[TASK INSTRUCTIONS]: Reproduce the material below line for line, leaving out the pictures.

[DATASET RECORDS]:
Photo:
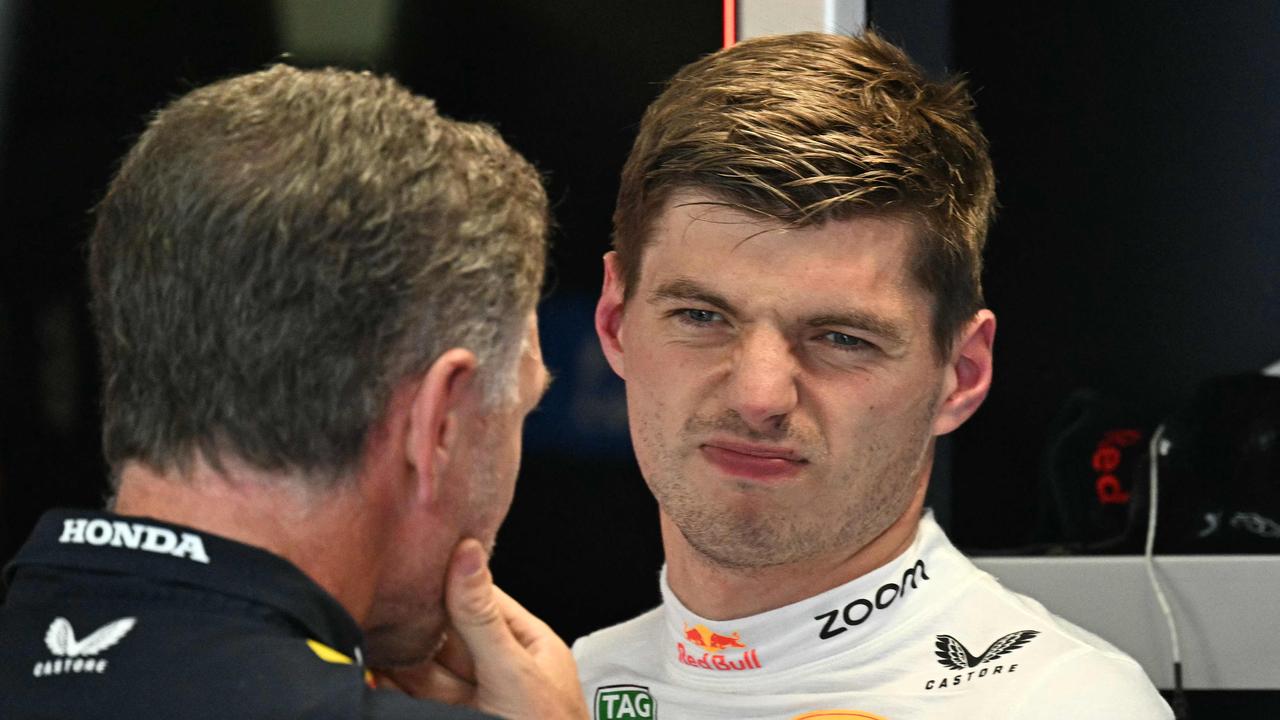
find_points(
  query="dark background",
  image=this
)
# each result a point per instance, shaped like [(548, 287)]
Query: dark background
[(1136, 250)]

[COMPLETED TASK]:
Photo:
find_points(
  query="dark background",
  image=this
)
# each result a point per instance, shaped like [(548, 287)]
Query: dark background
[(1136, 250)]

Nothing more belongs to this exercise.